## The request
Write out the material exactly. Do not include the pictures.

## Begin Material supplied

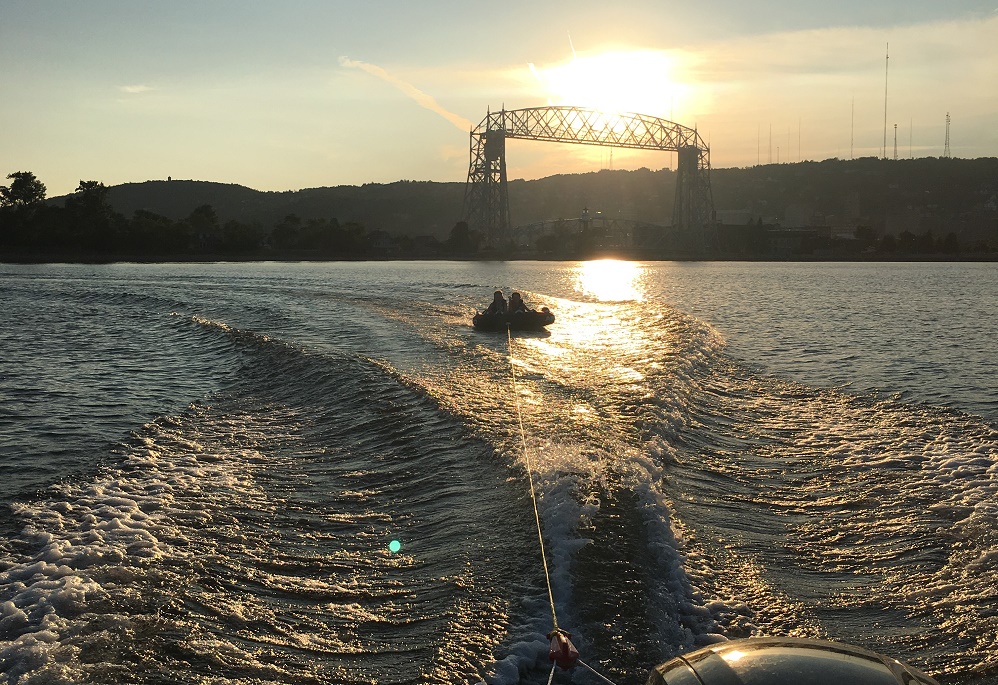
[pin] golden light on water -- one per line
(611, 280)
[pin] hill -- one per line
(889, 197)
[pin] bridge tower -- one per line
(486, 198)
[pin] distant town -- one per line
(864, 209)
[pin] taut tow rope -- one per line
(561, 651)
(530, 475)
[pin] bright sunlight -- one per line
(610, 280)
(640, 81)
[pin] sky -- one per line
(311, 93)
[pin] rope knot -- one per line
(562, 651)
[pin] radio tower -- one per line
(946, 146)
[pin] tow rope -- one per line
(561, 652)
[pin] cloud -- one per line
(410, 91)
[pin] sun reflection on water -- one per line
(611, 280)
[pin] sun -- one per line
(638, 81)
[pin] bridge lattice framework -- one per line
(486, 197)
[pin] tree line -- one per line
(87, 226)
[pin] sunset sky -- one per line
(309, 93)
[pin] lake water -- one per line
(202, 467)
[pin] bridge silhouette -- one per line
(486, 197)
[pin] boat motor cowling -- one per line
(785, 661)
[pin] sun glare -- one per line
(641, 81)
(610, 280)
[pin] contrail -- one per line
(421, 98)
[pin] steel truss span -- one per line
(486, 199)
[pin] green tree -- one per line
(93, 223)
(24, 190)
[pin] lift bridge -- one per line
(486, 198)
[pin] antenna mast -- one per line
(946, 146)
(887, 63)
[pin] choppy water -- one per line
(202, 466)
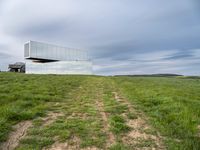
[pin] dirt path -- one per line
(138, 136)
(19, 132)
(104, 116)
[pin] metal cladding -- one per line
(44, 58)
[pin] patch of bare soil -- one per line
(111, 137)
(73, 144)
(19, 132)
(51, 117)
(138, 126)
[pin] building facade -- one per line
(41, 58)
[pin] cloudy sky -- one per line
(122, 36)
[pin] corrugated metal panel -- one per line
(52, 52)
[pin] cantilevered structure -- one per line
(44, 58)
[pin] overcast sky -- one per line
(122, 36)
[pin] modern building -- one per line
(41, 58)
(17, 67)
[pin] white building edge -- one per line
(42, 58)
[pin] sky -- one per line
(121, 36)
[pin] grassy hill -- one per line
(92, 112)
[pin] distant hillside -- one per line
(153, 75)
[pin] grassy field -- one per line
(92, 112)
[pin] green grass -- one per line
(172, 106)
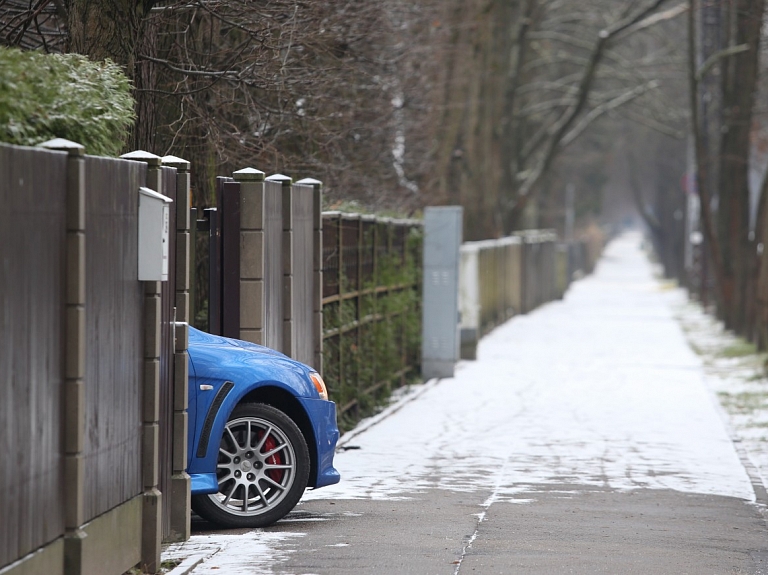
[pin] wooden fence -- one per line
(328, 290)
(512, 275)
(91, 415)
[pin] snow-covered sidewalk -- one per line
(599, 389)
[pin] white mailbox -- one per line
(154, 224)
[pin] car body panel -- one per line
(216, 360)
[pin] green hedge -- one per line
(45, 96)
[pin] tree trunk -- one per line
(116, 29)
(738, 86)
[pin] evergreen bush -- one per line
(45, 96)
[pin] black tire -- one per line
(262, 469)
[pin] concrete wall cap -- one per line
(310, 182)
(176, 162)
(142, 156)
(285, 180)
(248, 175)
(63, 145)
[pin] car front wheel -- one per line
(262, 469)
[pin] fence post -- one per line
(442, 239)
(469, 300)
(287, 343)
(74, 354)
(180, 480)
(251, 254)
(317, 270)
(151, 531)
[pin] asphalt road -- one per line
(584, 439)
(565, 530)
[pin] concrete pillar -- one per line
(252, 303)
(74, 353)
(288, 347)
(442, 239)
(151, 532)
(317, 258)
(469, 300)
(180, 480)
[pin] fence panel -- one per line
(114, 335)
(32, 229)
(167, 349)
(273, 265)
(371, 306)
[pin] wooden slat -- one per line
(32, 252)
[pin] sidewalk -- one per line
(566, 412)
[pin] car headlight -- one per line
(319, 384)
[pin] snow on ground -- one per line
(599, 389)
(737, 374)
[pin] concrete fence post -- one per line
(74, 354)
(288, 347)
(317, 266)
(180, 480)
(151, 532)
(442, 239)
(469, 300)
(252, 302)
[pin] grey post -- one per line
(252, 302)
(288, 301)
(151, 532)
(442, 240)
(317, 259)
(74, 368)
(180, 480)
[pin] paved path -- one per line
(583, 440)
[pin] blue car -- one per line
(261, 430)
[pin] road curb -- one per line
(189, 563)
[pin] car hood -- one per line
(198, 337)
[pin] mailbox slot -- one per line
(154, 224)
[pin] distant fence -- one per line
(87, 356)
(371, 306)
(515, 274)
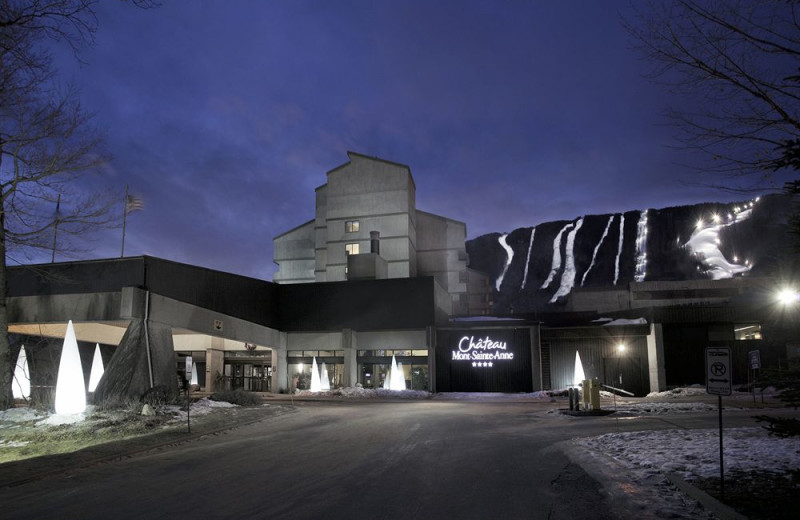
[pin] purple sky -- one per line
(224, 116)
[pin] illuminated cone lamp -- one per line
(21, 386)
(325, 382)
(399, 379)
(396, 379)
(579, 376)
(316, 384)
(70, 386)
(97, 369)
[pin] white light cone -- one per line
(400, 378)
(397, 380)
(325, 382)
(316, 384)
(97, 369)
(70, 386)
(579, 375)
(21, 386)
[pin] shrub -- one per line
(238, 396)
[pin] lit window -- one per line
(351, 226)
(747, 331)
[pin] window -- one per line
(351, 226)
(747, 331)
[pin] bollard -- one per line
(587, 394)
(595, 398)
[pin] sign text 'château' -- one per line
(482, 351)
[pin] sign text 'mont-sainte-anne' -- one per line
(483, 351)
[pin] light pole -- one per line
(621, 348)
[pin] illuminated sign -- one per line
(491, 359)
(482, 352)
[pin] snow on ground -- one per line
(200, 407)
(367, 393)
(489, 396)
(13, 416)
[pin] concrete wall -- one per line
(294, 254)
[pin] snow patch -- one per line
(619, 247)
(705, 244)
(528, 260)
(556, 265)
(641, 248)
(509, 257)
(597, 248)
(568, 277)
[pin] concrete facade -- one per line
(365, 195)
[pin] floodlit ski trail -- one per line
(619, 247)
(509, 256)
(568, 278)
(705, 243)
(641, 248)
(528, 261)
(597, 248)
(556, 257)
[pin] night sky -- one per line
(224, 116)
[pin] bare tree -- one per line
(46, 140)
(737, 65)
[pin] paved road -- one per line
(410, 460)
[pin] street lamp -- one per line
(621, 348)
(788, 296)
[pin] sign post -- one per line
(754, 357)
(189, 369)
(718, 382)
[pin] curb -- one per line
(719, 509)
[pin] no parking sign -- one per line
(718, 370)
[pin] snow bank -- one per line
(694, 454)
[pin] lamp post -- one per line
(621, 348)
(789, 299)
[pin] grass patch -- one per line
(28, 439)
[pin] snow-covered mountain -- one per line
(542, 264)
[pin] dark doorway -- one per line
(625, 372)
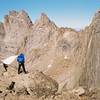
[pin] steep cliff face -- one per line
(17, 26)
(91, 69)
(68, 56)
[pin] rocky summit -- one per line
(62, 63)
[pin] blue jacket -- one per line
(21, 58)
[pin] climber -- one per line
(5, 66)
(21, 61)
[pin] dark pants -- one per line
(5, 66)
(19, 68)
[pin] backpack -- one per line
(21, 58)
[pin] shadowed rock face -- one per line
(68, 56)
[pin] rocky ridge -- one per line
(69, 57)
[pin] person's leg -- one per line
(19, 68)
(5, 66)
(23, 67)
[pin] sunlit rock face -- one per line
(90, 76)
(68, 56)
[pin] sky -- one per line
(65, 13)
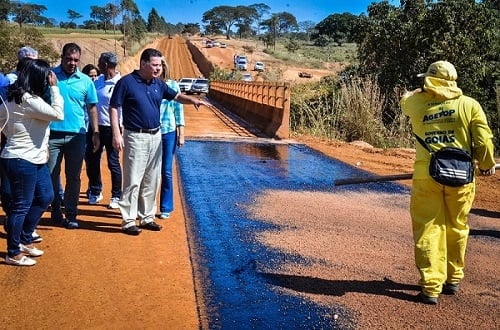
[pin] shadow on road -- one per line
(313, 285)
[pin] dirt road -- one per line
(96, 277)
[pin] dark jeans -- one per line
(168, 145)
(71, 147)
(31, 194)
(93, 163)
(4, 183)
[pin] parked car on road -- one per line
(199, 86)
(246, 76)
(185, 84)
(259, 66)
(242, 64)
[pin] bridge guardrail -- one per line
(265, 105)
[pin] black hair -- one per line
(32, 78)
(71, 48)
(148, 53)
(86, 69)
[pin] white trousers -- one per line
(141, 177)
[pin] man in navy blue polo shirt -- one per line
(139, 94)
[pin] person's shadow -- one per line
(313, 285)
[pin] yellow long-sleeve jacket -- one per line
(443, 117)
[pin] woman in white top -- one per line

## End Material supplied

## Exercise result
[pin] golden light on water -- one per line
(611, 280)
[pin] hill -- one per line
(889, 197)
[pin] bridge tower -- one per line
(486, 198)
[pin] distant town -- one per line
(864, 209)
[pin] taut tow rope -- one per line
(561, 651)
(530, 475)
[pin] bright sunlight -- one per line
(610, 280)
(640, 81)
[pin] sky -- one per line
(311, 93)
[pin] rope knot -- one per line
(562, 651)
[pin] radio tower -- one per line
(946, 146)
[pin] tow rope -- one per line
(561, 652)
[pin] cloud -- one per line
(410, 91)
[pin] sun reflection on water -- one per line
(611, 280)
[pin] sun -- one per line
(638, 81)
[pin] bridge lattice framework -- one per line
(486, 197)
[pin] tree line -- one per line
(87, 226)
[pin] sunset sky -- one per line
(309, 93)
[pin] lake water -- one per line
(202, 467)
[pin] bridge silhouette -- one per line
(486, 197)
[pin] boat motor cowling -- one per line
(785, 661)
[pin] sun glare -- one per line
(641, 81)
(610, 280)
[pin] contrail -- one per line
(421, 98)
[pin] steel truss span -- one per line
(486, 199)
[pin] green tree -- one per line
(93, 223)
(24, 190)
[pin] lift bridge -- one per line
(486, 198)
[pin] antenna mast -- one per line
(946, 146)
(887, 63)
[pin] choppy water -- one per line
(202, 466)
[pin] dirt path -- one per line
(138, 136)
(19, 132)
(104, 116)
[pin] metal cladding -- one per line
(44, 58)
[pin] patch of bare soil -- one per line
(111, 137)
(73, 144)
(19, 132)
(51, 117)
(138, 126)
[pin] building facade -- one per line
(41, 58)
[pin] cloudy sky -- one per line
(122, 36)
[pin] corrugated metal panel -- one per line
(52, 52)
[pin] cantilevered structure -- one per line
(44, 58)
[pin] overcast sky -- one per line
(122, 36)
[pin] modern building -- one per line
(41, 58)
(17, 67)
[pin] white building edge -- one per line
(42, 58)
[pin] sky -- one per line
(121, 36)
[pin] grassy hill -- one per line
(92, 112)
[pin] distant hillside -- one per line
(153, 75)
[pin] grassy field -- one per line
(92, 112)
[pin] green grass -- one per line
(172, 106)
[pin] wooden fence -- one per line
(328, 290)
(512, 275)
(91, 415)
[pin] snow-covered sidewalk -- one per line
(599, 389)
[pin] white mailbox -- one per line
(154, 224)
[pin] car body panel -- one per line
(216, 360)
[pin] green hedge -- one per line
(45, 96)
[pin] tree trunk -- one per line
(116, 29)
(738, 86)
[pin] evergreen bush -- one per line
(45, 96)
[pin] black tire -- one per line
(262, 469)
[pin] concrete wall cap -- one per line
(310, 182)
(176, 162)
(142, 156)
(285, 180)
(248, 175)
(63, 145)
[pin] car front wheel -- one per line
(262, 469)
[pin] fence post -- one per line
(442, 239)
(469, 300)
(287, 343)
(74, 354)
(180, 480)
(251, 254)
(317, 270)
(151, 531)
[pin] asphalt road -- one per line
(584, 439)
(565, 530)
[pin] concrete pillar -- one per line
(252, 303)
(74, 353)
(288, 347)
(442, 239)
(151, 532)
(317, 258)
(469, 300)
(180, 480)
[pin] fence panel -- one per line
(114, 335)
(32, 229)
(167, 349)
(273, 265)
(371, 306)
[pin] wooden slat -- one per line
(32, 252)
[pin] sidewalk -- one per line
(566, 412)
[pin] car headlight -- one per line
(319, 384)
[pin] snow on ground -- one per line
(599, 389)
(737, 374)
[pin] concrete fence post -- one per line
(74, 354)
(288, 347)
(317, 266)
(180, 480)
(151, 532)
(442, 239)
(469, 300)
(252, 302)
[pin] grey post -- one per line
(252, 302)
(288, 301)
(151, 532)
(442, 240)
(317, 259)
(74, 368)
(180, 480)
[pin] paved path -- one per line
(583, 440)
[pin] blue car -- one per line
(261, 430)
[pin] road curb -- one per line
(189, 563)
[pin] car hood -- one per line
(198, 337)
[pin] mailbox slot -- one per line
(154, 224)
[pin] distant fence -- one per line
(87, 356)
(371, 306)
(515, 274)
[pin] purple sky -- one per line
(224, 116)
[pin] illuminated cone lamp -- one per line
(21, 386)
(325, 382)
(399, 379)
(396, 379)
(579, 376)
(316, 384)
(70, 386)
(97, 369)
[pin] white light cone -- one per line
(400, 378)
(397, 380)
(325, 382)
(316, 384)
(97, 369)
(70, 386)
(579, 375)
(21, 386)
[pin] shrub -- one per line
(238, 396)
[pin] lit window -- one per line
(351, 226)
(747, 331)
[pin] window -- one per line
(351, 226)
(747, 331)
[pin] bollard -- one per line
(587, 394)
(595, 398)
[pin] sign text 'château' -- one per line
(482, 351)
[pin] sign text 'mont-sainte-anne' -- one per line
(483, 351)
[pin] light pole -- one per line
(621, 348)
[pin] illuminated sign -- one per line
(491, 359)
(482, 352)
[pin] snow on ground -- one per line
(200, 407)
(367, 393)
(489, 396)
(13, 416)
[pin] concrete wall -- one per line
(294, 254)
[pin] snow patch -- one per line
(619, 247)
(705, 244)
(528, 260)
(556, 265)
(641, 248)
(509, 257)
(597, 248)
(568, 277)
[pin] concrete facade -- one per line
(365, 195)
[pin] floodlit ski trail -- one per line
(619, 247)
(509, 256)
(568, 278)
(705, 243)
(641, 248)
(528, 261)
(597, 248)
(556, 257)
[pin] night sky -- one per line
(224, 116)
[pin] bare tree -- one per line
(46, 140)
(737, 65)
[pin] paved road -- one per line
(410, 460)
[pin] street lamp -- one per line
(621, 348)
(788, 296)
[pin] sign post -- one per line
(754, 357)
(189, 369)
(718, 382)
[pin] curb -- one per line
(719, 509)
[pin] no parking sign -- one per line
(718, 370)
[pin] snow bank -- one per line
(694, 454)
[pin] lamp post -- one per line
(621, 348)
(789, 299)
[pin] grass patch -- one per line
(28, 439)
[pin] snow-covered mountain -- one per line
(542, 264)
[pin] dark doorway -- one per line
(625, 372)
[pin] steep cliff face -- one per line
(17, 26)
(91, 69)
(68, 56)
[pin] rocky summit -- one per line
(62, 63)
[pin] blue jacket -- one per line
(21, 58)
[pin] climber -- one per line
(5, 66)
(21, 61)
[pin] dark pants -- one per line
(5, 66)
(19, 68)
[pin] backpack -- one per line
(21, 58)
[pin] shadowed rock face -- one per line
(68, 56)
[pin] rocky ridge -- one per line
(69, 57)
[pin] person's leg -- one per line
(19, 68)
(5, 66)
(23, 67)
[pin] sunlit rock face -- one per line
(90, 76)
(68, 56)
[pin] sky -- one per line
(65, 13)
[pin] shadow on road -- one per line
(313, 285)
[pin] dirt road -- one per line
(96, 277)
[pin] dark jeans -- one per line
(168, 145)
(71, 147)
(31, 194)
(93, 163)
(4, 183)
[pin] parked car on road -- one per line
(199, 86)
(246, 76)
(185, 84)
(259, 66)
(242, 64)
[pin] bridge guardrail -- one per line
(265, 105)
[pin] black hair -- one per line
(32, 78)
(71, 48)
(148, 53)
(86, 69)
[pin] white trousers -- one per line
(141, 177)
[pin] man in navy blue polo shirt -- one per line
(139, 94)
[pin] person's shadow -- one per line
(313, 285)
[pin] yellow long-sleeve jacket -- one per line
(443, 117)
[pin] woman in white top -- one per line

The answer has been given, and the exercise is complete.